▶ Tugas Anda
(a) Tuliskan ulang tanpa perubahan bagian tulisan tentang Muhammadiyah di bawah ini, antara "Jumat, 27 Juni" dan "terasa sangat menyedihkan.", termasuk kedua ujungnya.
(b) Tentukan apakah tiap pernyataan berikut sesuai dengan tulisan tentang Muhammadiyah di bawah. Jawab ya atau tidak, lalu kutip persis kata-kata penentunya. (i) Kawan penulis bekerja sebagai pendidik. (ii) Perguruan Muhammadiyah meliburkan siswanya agar mereka mengikuti kampanye. (iii) Kawan penulis menyatakan bahwa orang-orang yang tersingkir sudah mufaraqah terhadap Muhammadiyah.

▶ Dokumen Sumber

Jumat, 27 Juni 2008

23 Juni 2008

Saat itu aku sedang di rumah untuk memulihkan kondisi dan istirahat –aku punya penyakit liver yang kambuhan. Malam itu pula, seorang kawan lama datang ke rumah. Kawan semasa MI (Madrasah Ibtidaiyah) dan MTs (Madrasah Tsanawiyah) serta teman sepermainan dan seorganisasi di IRM (Ikatan Remaja Muhammadiyah). Saat ini dia menjadi salah satu aktifis muda persyarikatan Muhammadiyah di tingkat cabang (kecamatan). Niatnya memang hanya untuk silaturrahim dan menengok sahabat lama yang sedang pulang kampong. Tapi, pembicaraan yang mengalir malam itu memunculkan ironi dan terasa sangat menyedihkan.
Cerita itu bermula dari aktifitas di salah satu amal usaha Muhammadiyah, yaitu pendidikan (maklum, kawanku itu berkecimpung di dunia itu sebagai pendidik). Sebagai orang yang dibesarkan dalam lingkungan Muhammadiyah, baik secara kultural maupun sosiologis, kawanku tahu benar apa arti ber-Muhammadiyah, paham benar apa yang menjadi ideologi Muhammadiyah. Karena itu, terlihat keprihatinan yang mendalam di mata kawanku saat berbicara tentang Muhammadiyah saat ini.
Menurutnya, gerakan Muhammadiyah di Sumberrejo terutama dan di Bojonegoro, mulai mengalami stagnansi akibat tercurahkannya energi para aktifisnya pada aktifitas politik. Celakanya, mereka semua bertindak tidak professional dengan membawa-bawa Muhammadiyah dalam kancah politik praktis (pertempuran Pilkada). Irasionalitas politik itu semakin menjadi-jadi dengan pengerahan seluruh potensi amal usaha Muhammadiyah yang ada untuk mendukung salah satu calon bupati. Lembaga pendidikan (Perguruan Muhammadiyah) bahkan harus meliburkan siswanya agar siswa tersebut mengikuti kampanye. Begitu juga dengan amal usaha yang lain seperti PKU/Rumah Sakit dan Panti Asuhan serta potensi-potensi yang ada.
Tak pelak, hal ini memunculkan pertentangan-pertentangan serta konflik antaranggota persyarikatan. Distribusi kekuasaan dan wewenang dalam organisasi yang tidak merata (adanya dominasi beberapa orang dalam organisasi), menyebabkan pertentangan ini semakin meruncing. Sayangnya, kekuatan dominan tersebut lebih dekat kepada kepentingan politik praktis tersebut. Akibatnya bias ditebak, beberapa orang yang tidak sepakat dengan sepak terjang kelompok tersebut, harus rela tersingkir. Banyak diantara mereka yang kemudian mengambil jalur politik lain sebagai saluran politiknya, seperti Hizbut Tahrir dan PKS (Partai Keadilan Sejahtera). Kawan saya tidak mengatakan apakah mereka yang tersingkir sudah sampai pada tahap mufaraqah terhadap Muhammadiyah atau tidak.

▶ Data Tersimpan
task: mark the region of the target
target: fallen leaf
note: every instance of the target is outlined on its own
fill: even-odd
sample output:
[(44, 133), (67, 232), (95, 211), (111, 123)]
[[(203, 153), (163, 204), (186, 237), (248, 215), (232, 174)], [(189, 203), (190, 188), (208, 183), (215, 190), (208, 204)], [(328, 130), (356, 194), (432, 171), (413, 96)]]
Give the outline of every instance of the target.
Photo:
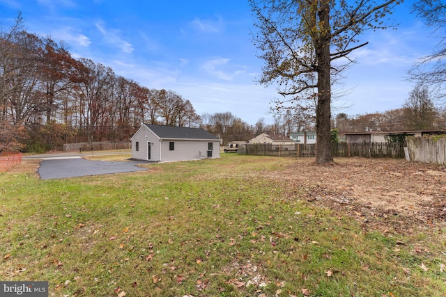
[(426, 266), (424, 266), (424, 264), (423, 263), (421, 264), (421, 265), (420, 266), (420, 267), (421, 267), (421, 268), (422, 270), (424, 270), (424, 271), (427, 271), (429, 270), (429, 268), (428, 268), (427, 267), (426, 267)]
[(406, 273), (407, 274), (410, 274), (410, 269), (409, 269), (408, 268), (404, 268), (403, 267), (403, 270), (404, 271), (405, 273)]
[(156, 275), (152, 275), (152, 280), (153, 280), (154, 284), (156, 284), (157, 282), (158, 282), (158, 280), (160, 280), (158, 277)]
[(177, 284), (182, 284), (183, 281), (184, 280), (185, 280), (186, 278), (185, 278), (184, 276), (181, 276), (181, 275), (178, 275), (176, 277), (176, 283)]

▶ Jawaban Tiap Tugas
(a)
Jumat, 27 Juni 2008

23 Juni 2008

Saat itu aku sedang di rumah untuk memulihkan kondisi dan istirahat –aku punya penyakit liver yang kambuhan. Malam itu pula, seorang kawan lama datang ke rumah. Kawan semasa MI (Madrasah Ibtidaiyah) dan MTs (Madrasah Tsanawiyah) serta teman sepermainan dan seorganisasi di IRM (Ikatan Remaja Muhammadiyah). Saat ini dia menjadi salah satu aktifis muda persyarikatan Muhammadiyah di tingkat cabang (kecamatan). Niatnya memang hanya untuk silaturrahim dan menengok sahabat lama yang sedang pulang kampong. Tapi, pembicaraan yang mengalir malam itu memunculkan ironi dan terasa sangat menyedihkan.

(b)
(i) Ya. Tulisan itu menyebutkan "kawanku itu berkecimpung di dunia itu sebagai pendidik".
(ii) Ya. Tulisan itu menyebutkan "Lembaga pendidikan (Perguruan Muhammadiyah) bahkan harus meliburkan siswanya agar siswa tersebut mengikuti kampanye."
(iii) Tidak. Tulisan itu menyebutkan "Kawan saya tidak mengatakan apakah mereka yang tersingkir sudah sampai pada tahap mufaraqah terhadap Muhammadiyah atau tidak."